Document the failover behavior when one region fails:
- Time to detect: health probe interval x threshold
- Time to reroute: Front Door propagation (near-instant, anycast)
- User impact: requests in-flight to failed region fail, next request goes to healthy region
- Total user-visible disruption: approximately 30-60 seconds

Part 2: compute layer (Per-Region)

Design the compute architecture within each region:
- Web/API tier: Azure Kubernetes Service (AKS) or App Service (zone-redundant)
- Recommendation engine: Container Apps with autoscale
- Video transcoding: VMSS with spot instances (batch, not HA-critical)
For each region, configure zone redundancy:
- AKS with 3 availability zones, minimum 3 nodes (1 per zone)
- Node autoscaler: min 3, max 12 (absorb traffic from a failed region)
- Pod disruption budgets: minAvailable 66% (survive zone failure)
Calculate the per-region compute capacity required to absorb a failed region's traffic:
- Normal operation: each region handles 33% of global traffic
- During regional failure: each surviving region handles 50%
- Autoscaler headroom: each region must be able to scale to 150% of normal capacity within 2 minutes
- Design the autoscale triggers and pre-warming strategy

Part 3: Data layer (Multi-Region)

Design the data architecture for each data type:

Data Type	Service	Regions	Consistency	Failover
User profiles & watch history	Cosmos DB (NoSQL)	3, multi-write	Session	Automatic (99.999%)

> **Given task A**
In the multi-region architecture excerpt, about how long is the total user-visible disruption when one region fails?

> **Dataset records**

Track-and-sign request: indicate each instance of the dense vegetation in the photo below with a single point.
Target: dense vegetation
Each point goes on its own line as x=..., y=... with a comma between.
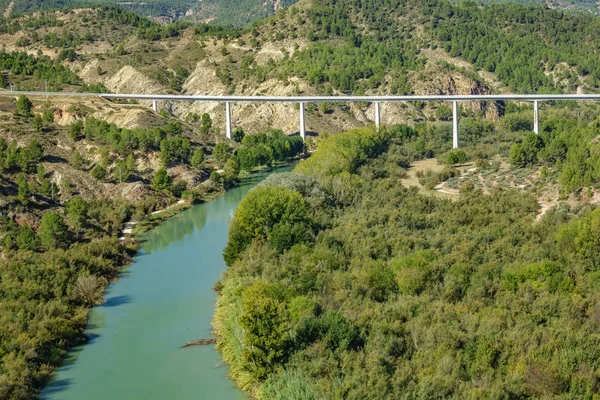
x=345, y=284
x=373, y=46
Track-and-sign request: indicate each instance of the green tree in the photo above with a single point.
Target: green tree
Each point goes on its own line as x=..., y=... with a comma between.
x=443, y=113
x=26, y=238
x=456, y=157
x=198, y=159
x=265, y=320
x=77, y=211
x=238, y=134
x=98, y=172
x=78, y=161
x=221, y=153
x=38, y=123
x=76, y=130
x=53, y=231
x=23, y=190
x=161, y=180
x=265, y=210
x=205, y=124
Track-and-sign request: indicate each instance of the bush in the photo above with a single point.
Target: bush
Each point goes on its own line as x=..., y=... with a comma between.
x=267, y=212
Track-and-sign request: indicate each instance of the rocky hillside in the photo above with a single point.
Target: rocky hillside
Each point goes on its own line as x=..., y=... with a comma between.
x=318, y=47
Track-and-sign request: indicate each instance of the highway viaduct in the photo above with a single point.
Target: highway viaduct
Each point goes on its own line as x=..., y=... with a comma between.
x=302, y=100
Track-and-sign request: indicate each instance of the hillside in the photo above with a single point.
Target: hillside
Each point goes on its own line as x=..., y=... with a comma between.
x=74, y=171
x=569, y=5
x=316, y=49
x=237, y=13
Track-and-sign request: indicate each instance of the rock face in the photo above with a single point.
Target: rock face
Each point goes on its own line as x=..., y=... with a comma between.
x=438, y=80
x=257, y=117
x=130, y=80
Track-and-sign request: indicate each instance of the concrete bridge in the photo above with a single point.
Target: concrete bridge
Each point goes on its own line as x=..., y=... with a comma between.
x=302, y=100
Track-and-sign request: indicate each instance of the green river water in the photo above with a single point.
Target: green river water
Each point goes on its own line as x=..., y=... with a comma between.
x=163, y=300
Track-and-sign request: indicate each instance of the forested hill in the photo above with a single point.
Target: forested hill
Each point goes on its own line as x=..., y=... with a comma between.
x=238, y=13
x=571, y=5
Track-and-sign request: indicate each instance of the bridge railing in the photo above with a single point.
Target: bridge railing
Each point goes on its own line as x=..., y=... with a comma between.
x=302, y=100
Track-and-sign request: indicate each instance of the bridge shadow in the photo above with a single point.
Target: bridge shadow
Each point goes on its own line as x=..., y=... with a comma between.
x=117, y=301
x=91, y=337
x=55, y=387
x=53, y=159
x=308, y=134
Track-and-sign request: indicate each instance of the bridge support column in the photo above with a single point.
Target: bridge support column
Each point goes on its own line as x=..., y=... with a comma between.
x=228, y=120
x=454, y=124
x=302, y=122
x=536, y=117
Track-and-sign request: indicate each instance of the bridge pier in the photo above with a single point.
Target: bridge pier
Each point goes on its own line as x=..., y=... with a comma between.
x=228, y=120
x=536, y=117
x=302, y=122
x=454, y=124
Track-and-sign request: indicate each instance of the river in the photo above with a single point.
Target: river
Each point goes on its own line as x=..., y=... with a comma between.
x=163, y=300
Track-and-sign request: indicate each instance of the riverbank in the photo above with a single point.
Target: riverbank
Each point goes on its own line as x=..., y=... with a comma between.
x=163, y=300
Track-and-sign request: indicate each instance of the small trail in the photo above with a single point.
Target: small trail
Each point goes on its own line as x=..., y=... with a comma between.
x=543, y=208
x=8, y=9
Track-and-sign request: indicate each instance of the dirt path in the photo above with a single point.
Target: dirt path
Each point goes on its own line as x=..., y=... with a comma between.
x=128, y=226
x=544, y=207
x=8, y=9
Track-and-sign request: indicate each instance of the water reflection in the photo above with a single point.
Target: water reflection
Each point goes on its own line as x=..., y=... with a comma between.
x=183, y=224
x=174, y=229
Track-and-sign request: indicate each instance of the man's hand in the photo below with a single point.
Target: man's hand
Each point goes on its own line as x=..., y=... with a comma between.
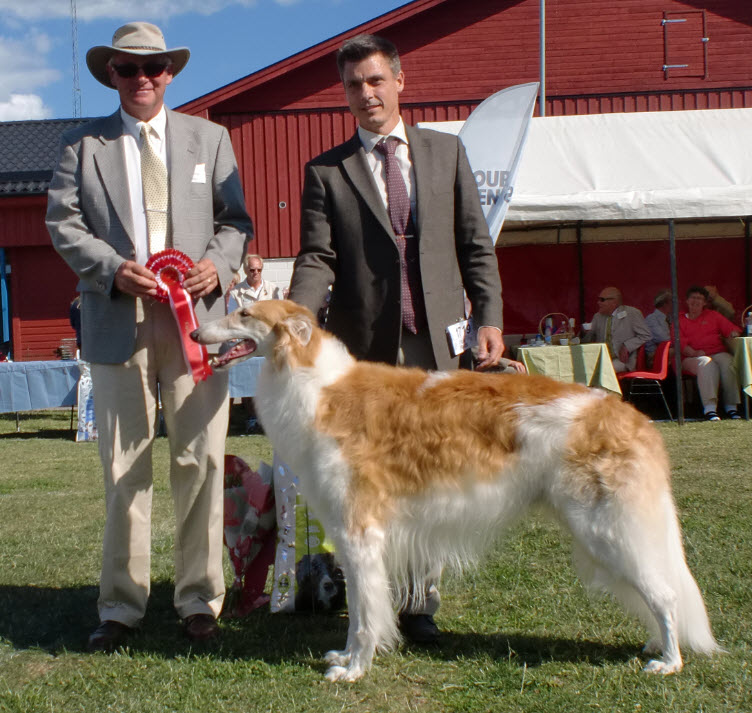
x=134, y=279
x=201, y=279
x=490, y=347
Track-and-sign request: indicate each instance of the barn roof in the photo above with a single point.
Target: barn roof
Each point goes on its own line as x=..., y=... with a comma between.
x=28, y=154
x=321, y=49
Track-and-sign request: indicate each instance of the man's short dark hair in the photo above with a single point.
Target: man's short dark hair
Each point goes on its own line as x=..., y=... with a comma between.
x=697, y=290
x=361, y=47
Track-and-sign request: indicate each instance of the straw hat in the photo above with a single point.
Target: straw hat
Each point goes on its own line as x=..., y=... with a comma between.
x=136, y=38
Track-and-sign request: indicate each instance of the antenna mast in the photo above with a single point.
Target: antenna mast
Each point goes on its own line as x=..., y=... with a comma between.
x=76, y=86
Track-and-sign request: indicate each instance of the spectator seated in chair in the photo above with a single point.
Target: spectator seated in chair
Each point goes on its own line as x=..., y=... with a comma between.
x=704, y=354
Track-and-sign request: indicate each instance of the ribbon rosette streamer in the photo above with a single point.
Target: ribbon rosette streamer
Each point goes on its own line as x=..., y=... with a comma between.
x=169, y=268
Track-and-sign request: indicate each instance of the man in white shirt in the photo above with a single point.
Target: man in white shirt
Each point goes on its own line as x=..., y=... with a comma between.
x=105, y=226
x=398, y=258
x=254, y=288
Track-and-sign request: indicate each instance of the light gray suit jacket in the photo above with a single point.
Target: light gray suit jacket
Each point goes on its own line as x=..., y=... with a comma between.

> **Given task B**
Set down, word for word, the part of the rows that opens with the line containing "Track-and-sign request: indicate each instance of the small" and closes with the line containing "x=704, y=354". Leave the pictures out.

> **Expected output A**
Approximately 30-60 seconds.

> **Expected output B**
Track-and-sign request: indicate each instance of the small trail in the photo above with a single point.
Target: small trail
Each point goes on its own line as x=..., y=... with a comma between.
x=543, y=208
x=8, y=9
Track-and-sign request: indicate each instance of the dirt path in the photo above with a single point.
Target: dirt path
Each point goes on its own line as x=..., y=... with a comma between.
x=128, y=226
x=544, y=207
x=8, y=9
Track-and-sign request: indicate each instance of the water reflection in the photo above with a single point.
Target: water reflection
Each point goes on its own line as x=..., y=... with a comma between.
x=183, y=224
x=174, y=229
Track-and-sign request: indicate each instance of the man's hand in the photo below with a single point.
Target: man's hand
Each point goes on its own line as x=..., y=... with a comma between.
x=134, y=279
x=201, y=279
x=490, y=347
Track-and-sign request: indicate each instance of the barn roof in the photo above with a single point.
Target: barn roof
Each point goes on its own line as x=..., y=... with a comma between.
x=28, y=154
x=321, y=49
Track-and-sign request: indicate each instance of the man's short dark hair in the photo above with a single point.
Target: man's short dark hair
Each point goes on its own line as x=..., y=... with a comma between.
x=697, y=290
x=361, y=47
Track-and-sign request: indicate each instance of the straw hat in the photo above with a single point.
Target: straw hat
Each point goes on its own line as x=..., y=... with a comma between.
x=136, y=38
Track-and-sign request: indicate each instance of the antenna mast in the photo above with a single point.
Target: antenna mast
Each point goes on its own line as x=..., y=... with a comma between.
x=76, y=86
Track-and-sign request: indicate each instance of the spectator seated in chair in the photo above with a single point.
Target: spectator seated in chair
Each point goes on its own line as x=..., y=... with a comma between.
x=704, y=354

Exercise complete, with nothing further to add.